**TEXTO PROPORCIONADO**:
En solidaridad con Karla María Estrella Murrieta y Jorge Luis González Valdez, víctimas de la inexplicable pero omnipresente censura política.

No sabemos todavía el contenido de la propuesta presidencial, pero es seguro que en septiembre próximo el Congreso tendrá en su orden del día la iniciativa para operar la anunciada reforma electoral del sexenio. Una reforma sin duda necesarísima pero harto compleja, por lo que su dirección ha sido hasta ahora fluctuante e incierta. Dado el contexto político en que se mueve el país, lo que cabe esperar son más retrocesos que avances en la democratización política del régimen. Pero por ello mismo, más necesario es plantear ante la sociedad el tema y su trascendencia para el futuro del país.

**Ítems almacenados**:
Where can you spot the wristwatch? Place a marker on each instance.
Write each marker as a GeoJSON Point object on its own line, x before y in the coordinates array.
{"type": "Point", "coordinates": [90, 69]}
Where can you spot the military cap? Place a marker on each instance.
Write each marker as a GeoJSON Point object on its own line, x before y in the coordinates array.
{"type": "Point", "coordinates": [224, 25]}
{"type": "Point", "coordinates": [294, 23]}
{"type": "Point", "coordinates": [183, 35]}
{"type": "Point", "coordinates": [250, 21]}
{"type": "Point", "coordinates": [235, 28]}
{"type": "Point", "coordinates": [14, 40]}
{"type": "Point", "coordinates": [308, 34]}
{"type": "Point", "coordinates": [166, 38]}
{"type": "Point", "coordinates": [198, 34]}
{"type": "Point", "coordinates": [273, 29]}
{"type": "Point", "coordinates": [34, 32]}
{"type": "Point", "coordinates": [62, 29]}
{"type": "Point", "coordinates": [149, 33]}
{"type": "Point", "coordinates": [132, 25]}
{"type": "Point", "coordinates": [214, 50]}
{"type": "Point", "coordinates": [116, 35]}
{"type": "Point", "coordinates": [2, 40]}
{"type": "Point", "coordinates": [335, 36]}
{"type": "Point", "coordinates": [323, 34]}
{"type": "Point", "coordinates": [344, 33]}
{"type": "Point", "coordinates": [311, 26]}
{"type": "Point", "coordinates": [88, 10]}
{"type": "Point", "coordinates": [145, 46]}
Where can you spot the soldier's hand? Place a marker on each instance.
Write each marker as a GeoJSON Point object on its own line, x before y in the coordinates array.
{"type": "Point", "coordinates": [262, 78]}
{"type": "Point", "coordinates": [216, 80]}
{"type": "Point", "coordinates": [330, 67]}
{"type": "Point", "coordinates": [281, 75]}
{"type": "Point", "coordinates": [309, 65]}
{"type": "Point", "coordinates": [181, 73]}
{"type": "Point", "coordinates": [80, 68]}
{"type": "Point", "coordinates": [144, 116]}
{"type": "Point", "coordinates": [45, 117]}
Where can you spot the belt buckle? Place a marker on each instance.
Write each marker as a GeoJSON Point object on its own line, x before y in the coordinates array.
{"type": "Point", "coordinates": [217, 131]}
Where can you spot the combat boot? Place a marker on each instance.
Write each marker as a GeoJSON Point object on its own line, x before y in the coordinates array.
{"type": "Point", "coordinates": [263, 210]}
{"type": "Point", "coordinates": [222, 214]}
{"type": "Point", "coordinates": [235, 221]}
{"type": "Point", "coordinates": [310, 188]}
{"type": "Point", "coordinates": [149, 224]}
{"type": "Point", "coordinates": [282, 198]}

**EJERCICIOS PROPUESTOS**:
1. Resume en pocas oraciones el párrafo del texto sobre la reforma electoral que empieza con "No sabemos todavía", conservando sus datos principales.
2. Prosigue el texto sobre la reforma electoral a partir de su última oración.

**RESPUESTAS DADAS**:
1. Aún no se conoce la propuesta presidencial, pero en septiembre el Congreso tendrá en su orden del día la iniciativa de la reforma electoral del sexenio. Es una reforma muy necesaria pero compleja, y su rumbo ha sido fluctuante e incierto. Por el contexto político del país, se esperan más retrocesos que avances en la democratización del régimen. Por eso mismo es más necesario plantear ante la sociedad el tema y su trascendencia para el futuro del país.

2.
El contexto general es el de un acelerado deslizamiento del régimen político mexicano hacia la semidictadura de partido oficial dominante, impelido por la fraudulenta mayoría tripartidaria instalada en el Congreso en septiembre de 2024. Logrado ya el desmantelamiento del poder judicial independiente y la desaparición de los organismos autónomos que servían o podrían servir como diques al autoritarismo, viene el ajuste, a la conveniencia del Ejecutivo y el partido de Estado, del aparato electoral y el sistema de partidos. Pero es éste un mecanismo delicado que puede descarrilarse si no se acomodan adecuadamente sus engranes.

El punto de partida para la reforma es el planteado, no sin fluctuaciones, por el ex presidente Andrés Manuel López Obrador: achicar el Instituto Nacional Electoral y reducir su presupuesto; suprimir los organismos electorales de las entidades y centralizar la organización de los procesos electivos en un reconformado Instituto Nacional de Elecciones y Consultas (INEC); reducir de 11 a siete los consejeros electorales, sujetos ahora al voto popular; disminuir también el financiamiento a los partidos políticos; y eliminar las diputaciones y senadurías de representación proporcional.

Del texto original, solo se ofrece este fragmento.